**TASK OBJECTIVE:** What is needed here is an exact reprint of every record below.

**ENTRIES SUPPLIED:**
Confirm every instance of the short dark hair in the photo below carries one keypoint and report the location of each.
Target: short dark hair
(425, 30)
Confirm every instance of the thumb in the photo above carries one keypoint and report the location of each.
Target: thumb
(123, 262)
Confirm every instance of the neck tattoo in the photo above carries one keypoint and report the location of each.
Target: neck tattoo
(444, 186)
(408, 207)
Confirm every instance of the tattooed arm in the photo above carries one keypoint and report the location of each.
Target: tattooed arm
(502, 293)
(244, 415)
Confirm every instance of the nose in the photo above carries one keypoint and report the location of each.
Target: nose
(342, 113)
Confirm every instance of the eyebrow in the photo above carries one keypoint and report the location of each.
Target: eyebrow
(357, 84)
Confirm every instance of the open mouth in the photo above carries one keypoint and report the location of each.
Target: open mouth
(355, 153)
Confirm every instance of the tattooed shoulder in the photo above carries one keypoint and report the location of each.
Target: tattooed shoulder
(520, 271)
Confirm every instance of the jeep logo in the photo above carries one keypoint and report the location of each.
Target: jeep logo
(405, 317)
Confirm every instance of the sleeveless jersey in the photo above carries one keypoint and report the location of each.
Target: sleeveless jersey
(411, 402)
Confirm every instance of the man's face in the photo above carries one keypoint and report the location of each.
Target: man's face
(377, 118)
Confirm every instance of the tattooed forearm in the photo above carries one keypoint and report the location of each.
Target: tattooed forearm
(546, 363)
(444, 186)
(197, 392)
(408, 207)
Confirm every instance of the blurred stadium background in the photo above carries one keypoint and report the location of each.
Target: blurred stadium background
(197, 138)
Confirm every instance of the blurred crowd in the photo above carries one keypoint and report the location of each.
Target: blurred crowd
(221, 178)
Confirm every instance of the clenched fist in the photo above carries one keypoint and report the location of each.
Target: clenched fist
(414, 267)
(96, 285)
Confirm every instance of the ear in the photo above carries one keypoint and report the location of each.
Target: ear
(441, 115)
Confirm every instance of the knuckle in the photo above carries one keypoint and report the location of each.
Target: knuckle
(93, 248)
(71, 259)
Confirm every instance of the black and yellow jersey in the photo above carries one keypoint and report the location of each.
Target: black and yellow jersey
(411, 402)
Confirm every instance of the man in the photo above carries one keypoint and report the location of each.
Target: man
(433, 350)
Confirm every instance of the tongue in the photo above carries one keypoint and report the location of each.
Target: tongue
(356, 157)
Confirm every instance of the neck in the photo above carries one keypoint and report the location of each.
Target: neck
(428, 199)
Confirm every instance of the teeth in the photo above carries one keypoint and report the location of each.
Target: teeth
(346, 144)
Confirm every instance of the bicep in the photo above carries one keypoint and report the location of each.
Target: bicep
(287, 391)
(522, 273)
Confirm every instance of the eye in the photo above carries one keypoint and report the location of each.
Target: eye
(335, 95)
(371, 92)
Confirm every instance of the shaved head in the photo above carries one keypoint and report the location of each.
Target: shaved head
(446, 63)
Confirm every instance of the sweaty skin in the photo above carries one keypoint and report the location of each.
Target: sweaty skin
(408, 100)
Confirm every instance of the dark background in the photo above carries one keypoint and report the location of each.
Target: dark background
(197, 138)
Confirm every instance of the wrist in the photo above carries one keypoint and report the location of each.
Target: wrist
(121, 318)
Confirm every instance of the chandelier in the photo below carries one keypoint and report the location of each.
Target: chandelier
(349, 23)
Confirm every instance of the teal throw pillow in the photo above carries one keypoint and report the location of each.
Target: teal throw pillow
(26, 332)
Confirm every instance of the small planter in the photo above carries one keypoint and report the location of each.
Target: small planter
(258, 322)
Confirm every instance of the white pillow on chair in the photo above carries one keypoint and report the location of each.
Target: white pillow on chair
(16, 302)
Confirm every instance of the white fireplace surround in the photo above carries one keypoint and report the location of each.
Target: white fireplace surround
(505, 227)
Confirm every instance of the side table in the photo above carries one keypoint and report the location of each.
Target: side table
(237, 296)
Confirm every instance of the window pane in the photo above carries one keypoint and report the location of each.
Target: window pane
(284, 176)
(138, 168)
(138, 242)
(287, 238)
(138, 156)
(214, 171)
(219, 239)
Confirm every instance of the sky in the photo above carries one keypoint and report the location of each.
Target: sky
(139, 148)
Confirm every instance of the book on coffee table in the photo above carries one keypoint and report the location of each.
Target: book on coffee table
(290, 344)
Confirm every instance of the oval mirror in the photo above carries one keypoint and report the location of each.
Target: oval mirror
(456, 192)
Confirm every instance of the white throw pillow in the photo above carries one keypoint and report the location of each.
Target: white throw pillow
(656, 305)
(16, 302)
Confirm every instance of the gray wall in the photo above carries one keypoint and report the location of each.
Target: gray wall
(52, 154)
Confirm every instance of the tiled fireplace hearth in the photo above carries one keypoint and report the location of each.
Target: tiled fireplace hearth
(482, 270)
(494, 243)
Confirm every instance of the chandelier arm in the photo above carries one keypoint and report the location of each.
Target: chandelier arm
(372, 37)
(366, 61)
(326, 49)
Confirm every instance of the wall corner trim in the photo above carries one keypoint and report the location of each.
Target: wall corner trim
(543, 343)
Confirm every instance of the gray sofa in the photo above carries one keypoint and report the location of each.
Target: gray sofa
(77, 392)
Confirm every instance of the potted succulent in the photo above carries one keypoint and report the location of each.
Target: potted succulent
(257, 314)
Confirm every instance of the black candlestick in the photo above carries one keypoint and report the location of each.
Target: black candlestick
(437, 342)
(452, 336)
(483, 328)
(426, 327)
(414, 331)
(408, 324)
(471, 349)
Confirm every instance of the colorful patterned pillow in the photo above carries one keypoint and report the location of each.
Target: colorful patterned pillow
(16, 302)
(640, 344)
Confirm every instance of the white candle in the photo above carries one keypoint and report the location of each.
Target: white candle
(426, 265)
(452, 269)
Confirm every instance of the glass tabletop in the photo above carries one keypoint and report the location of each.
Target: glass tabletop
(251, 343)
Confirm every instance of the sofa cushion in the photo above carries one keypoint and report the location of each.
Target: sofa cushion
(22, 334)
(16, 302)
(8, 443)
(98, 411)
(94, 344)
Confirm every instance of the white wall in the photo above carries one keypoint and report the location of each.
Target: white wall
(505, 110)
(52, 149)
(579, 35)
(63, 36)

**SOLUTION FOR THIS TASK:**
Confirm every instance of the short dark hair in the photo below carries one keypoint and report the location of each.
Target: short dark hair
(425, 30)
Confirm every instance of the thumb in the photo above carries one keypoint and report the location of each.
Target: thumb
(123, 262)
Confirm every instance of the neck tattoo in the photo above carries one keypoint and report the location of each.
Target: neck tattoo
(444, 186)
(408, 207)
Confirm every instance of the tattooed arm in the photo above carries one keypoint and report the location of each.
Target: tattooed arm
(502, 293)
(244, 415)
Confirm every instance of the nose in the photo above carries one keypoint and report the location of each.
Target: nose
(342, 113)
Confirm every instance of the eyebrow in the photo above carries one keypoint and report the location of each.
Target: eyebrow
(357, 84)
Confirm every instance of the open mouth in the photo above carries one keypoint and report the location of each.
Target: open mouth
(355, 153)
Confirm every instance of the tattooed shoulder in the photo above carries one keypoint and report the location of each.
Target: tattooed shoulder
(520, 271)
Confirm every instance of the jeep logo in the photo above carries one keypoint and report the location of each.
Target: jeep logo
(405, 317)
Confirm every instance of the sleeveless jersey in the photo above carries one keypoint and report the location of each.
Target: sleeveless jersey
(411, 402)
Confirm every instance of the man's face in the photo above carries one keypoint and report the location of each.
Target: man's face
(377, 118)
Confirm every instance of the tattooed forearm in the photo above carries one keypoint and report the location of each.
Target: tattooed forearm
(546, 363)
(444, 186)
(197, 392)
(408, 207)
Confirm every instance of the blurred stadium background in the photo above carries one keypoint and report the location of each.
Target: blurred stadium background
(197, 138)
Confirm every instance of the blurred crowd in the photo above carries one keypoint and report the location of each.
Target: blurred crowd
(221, 178)
Confirm every instance of the clenched fist in the photo above carries one keypoint and report the location of each.
Target: clenched fist
(414, 267)
(96, 285)
Confirm every instance of the ear in the photo above carries one keypoint and report the location of each.
Target: ear
(441, 115)
Confirm every instance of the knuckle in the photo above carries one keypoint and report the location of each.
Target: knuckle
(93, 248)
(71, 259)
Confirm every instance of the black and yellow jersey in the photo above carries one keypoint and report the location of each.
Target: black and yellow jersey
(411, 402)
Confirm every instance of the man in the photo above carries one keypoint and report the location of each.
Target: man
(433, 350)
Confirm every instance of the tongue in the photo above carries one keypoint and report the location of each.
Target: tongue
(356, 157)
Confirm every instance of the neck in the photo above carries one keypoint and report the location of each.
Target: neck
(428, 199)
Confirm every instance of the teeth in the photo above carries one keypoint and report the location of each.
Target: teeth
(346, 144)
Confirm every instance of the bicep in the photo above carries one keypoint and report the location of each.
Target: bicep
(287, 391)
(522, 273)
Confirm every instance of the eye in the photo above carries one keypoint and report the location of each.
Target: eye
(335, 95)
(371, 92)
Confirm every instance of the shaved head in the photo above carries one keypoint and report the location of each.
Target: shaved head
(446, 63)
Confirm every instance of the sweaty skin in the photo above carries one keypoint and report the location of each.
Target: sweaty skin
(408, 100)
Confirm every instance of the dark background in the photo above carries one keypoint and report the location of each.
Target: dark background
(197, 138)
Confirm every instance of the wrist in the photo above carries one keypoint and report the location of each.
Target: wrist
(121, 318)
Confirm every instance of the chandelier in the photo below carries one keypoint and report the location of each.
Target: chandelier
(349, 23)
Confirm every instance of the teal throw pillow in the photo above carries one keypoint and report the location of each.
Target: teal throw pillow
(26, 332)
Confirm every instance of the small planter in the photo above carries one keypoint and report the location of each.
Target: small planter
(258, 322)
Confirm every instance of the white pillow on chair in the photo above carries one keypoint and report the location of each.
Target: white pillow on chair
(16, 302)
Confirm every instance of the white fireplace surround in the photo above carries one keypoint and report the location of each.
Target: white fireplace surround
(505, 227)
Confirm every instance of the side table in the photo above carries one keypoint and report the location of each.
Target: side table
(237, 296)
Confirm every instance of the window pane in the photo above carries one keypoint and report the location of each.
Target: window pane
(284, 176)
(138, 168)
(138, 242)
(287, 238)
(138, 156)
(214, 171)
(219, 239)
Confirm every instance of the sky in the photo above carries one keypoint and report the location of each.
Target: sky
(139, 148)
Confirm every instance of the book on coffee table in the photo above carries one keypoint and report the location of each.
Target: book on coffee table
(290, 344)
Confirm every instance of the oval mirror in the photo above carries one keypoint and report the location of each.
Target: oval mirror
(456, 192)
Confirm every instance of the white throw pillow in the photo above carries one keypoint and report the location of each.
Target: white throw pillow
(656, 305)
(16, 302)
Confirm every instance of the gray wall in the photo above carries one keypoint and report the location of each.
Target: gray wall
(52, 154)
Confirm every instance of the tiled fireplace hearth in the photo above carries one keypoint and report the location of each.
Target: tiled fireplace hearth
(482, 270)
(494, 243)
Confirm every instance of the chandelier arm in the photo above carries one keypoint and report the location of each.
Target: chandelier arm
(372, 37)
(366, 61)
(326, 49)
Confirm every instance of the wall corner trim in the photo above carries one keypoint and report the location of each.
Target: wall corner trim
(543, 343)
Confirm every instance of the gray sofa in the photo above carries one keypoint and report the location of each.
Target: gray sofa
(77, 392)
Confirm every instance of the potted succulent in the photo above carries one keypoint and report the location of each.
Target: potted succulent
(257, 314)
Confirm every instance of the black candlestick in the photo above carries one keypoint and report the location of each.
Target: black candlestick
(437, 342)
(452, 336)
(483, 328)
(426, 327)
(414, 331)
(408, 324)
(471, 349)
Confirm every instance of the colorful patterned pillow in the photo above carries one keypoint and report the location of each.
Target: colorful patterned pillow
(16, 302)
(640, 344)
Confirm every instance of the white candle in the photo above carries one keypoint and report the location of each.
Target: white candle
(426, 265)
(452, 269)
Confirm every instance of the glass tabletop in the photo above carries one keypoint and report the location of each.
Target: glass tabletop
(251, 343)
Confirm every instance of the sofa cushion in the photo above carries one keypoint and report the location of each.
Target: sofa cushion
(22, 334)
(16, 302)
(8, 443)
(98, 411)
(94, 344)
Confirm every instance of the white wall in the photo above carries one keypoint and report the location of each.
Target: white wall
(505, 110)
(52, 149)
(579, 35)
(63, 36)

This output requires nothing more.